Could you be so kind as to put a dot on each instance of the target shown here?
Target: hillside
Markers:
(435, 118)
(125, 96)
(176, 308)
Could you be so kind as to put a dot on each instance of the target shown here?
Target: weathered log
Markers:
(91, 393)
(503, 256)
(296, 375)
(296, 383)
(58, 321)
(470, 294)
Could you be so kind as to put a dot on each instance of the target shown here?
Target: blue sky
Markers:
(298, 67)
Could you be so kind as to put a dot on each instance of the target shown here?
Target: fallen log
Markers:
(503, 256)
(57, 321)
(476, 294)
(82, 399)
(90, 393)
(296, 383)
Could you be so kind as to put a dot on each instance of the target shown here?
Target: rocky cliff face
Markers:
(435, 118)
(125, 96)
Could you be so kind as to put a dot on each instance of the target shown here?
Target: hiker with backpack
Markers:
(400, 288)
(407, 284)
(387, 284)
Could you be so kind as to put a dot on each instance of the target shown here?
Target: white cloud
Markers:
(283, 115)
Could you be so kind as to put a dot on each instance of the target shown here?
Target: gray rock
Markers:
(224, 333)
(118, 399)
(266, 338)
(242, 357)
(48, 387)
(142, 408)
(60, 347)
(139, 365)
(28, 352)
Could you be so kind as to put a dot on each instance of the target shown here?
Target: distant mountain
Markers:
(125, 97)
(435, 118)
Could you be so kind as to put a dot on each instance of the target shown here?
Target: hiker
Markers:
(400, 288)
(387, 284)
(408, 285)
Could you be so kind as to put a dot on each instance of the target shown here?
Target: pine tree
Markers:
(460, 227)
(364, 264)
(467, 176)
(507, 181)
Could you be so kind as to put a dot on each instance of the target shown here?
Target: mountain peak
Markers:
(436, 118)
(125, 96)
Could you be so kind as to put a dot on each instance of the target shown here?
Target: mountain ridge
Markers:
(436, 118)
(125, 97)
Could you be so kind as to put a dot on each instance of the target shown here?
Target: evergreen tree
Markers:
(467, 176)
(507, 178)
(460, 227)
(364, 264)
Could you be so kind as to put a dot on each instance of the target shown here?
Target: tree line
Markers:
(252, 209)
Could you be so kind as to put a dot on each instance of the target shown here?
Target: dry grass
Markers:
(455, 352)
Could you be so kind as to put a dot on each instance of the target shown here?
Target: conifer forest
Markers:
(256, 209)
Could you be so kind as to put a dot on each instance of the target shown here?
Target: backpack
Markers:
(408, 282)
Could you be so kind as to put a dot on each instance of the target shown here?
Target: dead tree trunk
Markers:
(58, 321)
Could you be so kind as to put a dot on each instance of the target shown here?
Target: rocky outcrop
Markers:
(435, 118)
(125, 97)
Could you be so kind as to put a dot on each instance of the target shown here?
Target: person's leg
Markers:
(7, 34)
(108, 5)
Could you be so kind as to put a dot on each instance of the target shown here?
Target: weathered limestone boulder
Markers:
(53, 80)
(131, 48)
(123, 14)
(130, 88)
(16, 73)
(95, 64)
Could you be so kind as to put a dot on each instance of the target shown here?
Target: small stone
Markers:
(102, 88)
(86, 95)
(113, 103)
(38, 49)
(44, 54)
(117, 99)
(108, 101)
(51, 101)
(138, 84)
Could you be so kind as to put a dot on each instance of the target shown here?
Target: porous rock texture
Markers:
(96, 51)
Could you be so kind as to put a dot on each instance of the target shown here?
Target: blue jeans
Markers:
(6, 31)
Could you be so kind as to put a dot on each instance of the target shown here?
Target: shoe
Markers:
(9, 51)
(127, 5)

• • • • •

- _Work instructions_
Each line above must be printed exactly as it appears.

- _Response_
Could you be so kind as to put a dot on each instance of the target shown here?
Target: hillside
Markers:
(435, 118)
(125, 96)
(176, 308)
Could you be so kind as to put a dot on each instance of the target shown here?
Target: weathered log
Markers:
(91, 393)
(503, 256)
(296, 375)
(296, 383)
(58, 321)
(470, 294)
Could you be so kind as to put a dot on each instance of the target shown here?
Target: blue sky
Markers:
(298, 67)
Could you be so kind as to put a dot on each instance of the target shown here?
Target: fallen log
Markers:
(503, 256)
(57, 321)
(476, 294)
(82, 399)
(90, 393)
(296, 383)
Could you be so kind as to put a dot on each instance of the target shown here?
Target: rocky cliff face
Markers:
(435, 118)
(125, 96)
Could you be so kind as to put a dot on each instance of the target shown here?
Target: hiker with backpack
Markers:
(400, 288)
(407, 284)
(387, 284)
Could you be so kind as to put a dot on each instance of the target shown here?
Target: white cloud
Markers:
(283, 115)
Could you be so kind as to put a dot on each instance of the target shown here?
Target: gray rock
Markers:
(224, 333)
(118, 399)
(266, 338)
(242, 357)
(48, 387)
(142, 408)
(60, 347)
(139, 365)
(28, 352)
Could you be so kind as to put a dot on each instance of the target shown here?
Target: distant mountain
Markers:
(125, 97)
(435, 118)
Could you be so kind as to put a dot on each instance of the target shown here?
Target: hiker
Markers:
(400, 288)
(387, 284)
(408, 285)
Could you be so kind as to put a dot on each instance of the target shown here?
Target: pine tree
Markers:
(460, 227)
(364, 264)
(467, 176)
(507, 181)
Could you be so kind as to put a dot on each instance of the target shown here?
Target: mountain peak
Markers:
(436, 118)
(125, 96)
Could you be so kind as to put a dot on each instance of the target shown here?
Target: mountain ridge
Markers:
(436, 118)
(125, 97)
Could you be so kind as to put a dot on each instance of the target shown here?
Target: evergreen tree
Markers:
(467, 176)
(507, 178)
(460, 227)
(364, 264)
Could you be so kind as to put a dot on each instance of the target shown here?
Target: tree line
Markers:
(252, 209)
Could you be so kind as to put a dot on each instance of the target shown here?
Target: dry grass
Markers:
(455, 352)
Could you be so kind as to put a dot on each instance of the target shown here?
Target: conifer forest
Markers:
(256, 209)
Could you be so kind as to put a dot on each instance of the target shown here?
Target: backpack
Markers:
(408, 282)
Could you be so kind as to put a dot on each instance of the target shown here?
Target: dead tree trunk
Markers:
(58, 321)
Could you be so kind as to put a dot on each instance of the target shown here?
Target: rocky outcrop
Markers:
(435, 118)
(125, 97)
Could you be so kind as to put a dot on each instance of the target shown here?
Target: person's leg
Markers:
(7, 34)
(108, 5)
Could you be so kind as to put a dot on each instance of the target shown here?
Target: weathered limestone boulder
Markers:
(53, 80)
(131, 48)
(123, 14)
(130, 88)
(16, 73)
(95, 64)
Could you be so kind as to put a dot on each instance of the target shown here?
Target: small stone
Markers:
(102, 88)
(86, 95)
(113, 103)
(38, 49)
(44, 54)
(117, 99)
(108, 101)
(51, 101)
(138, 84)
Could you be so kind as to put a dot on each instance of the target shown here?
Target: porous rock texture
Markers:
(96, 51)
Could you be so kind as to put a dot on each instance of the target shown here?
Target: blue jeans
Markers:
(6, 31)
Could you be so kind as to put a dot on each instance of the target shown here?
Target: shoe
Markers:
(9, 51)
(127, 5)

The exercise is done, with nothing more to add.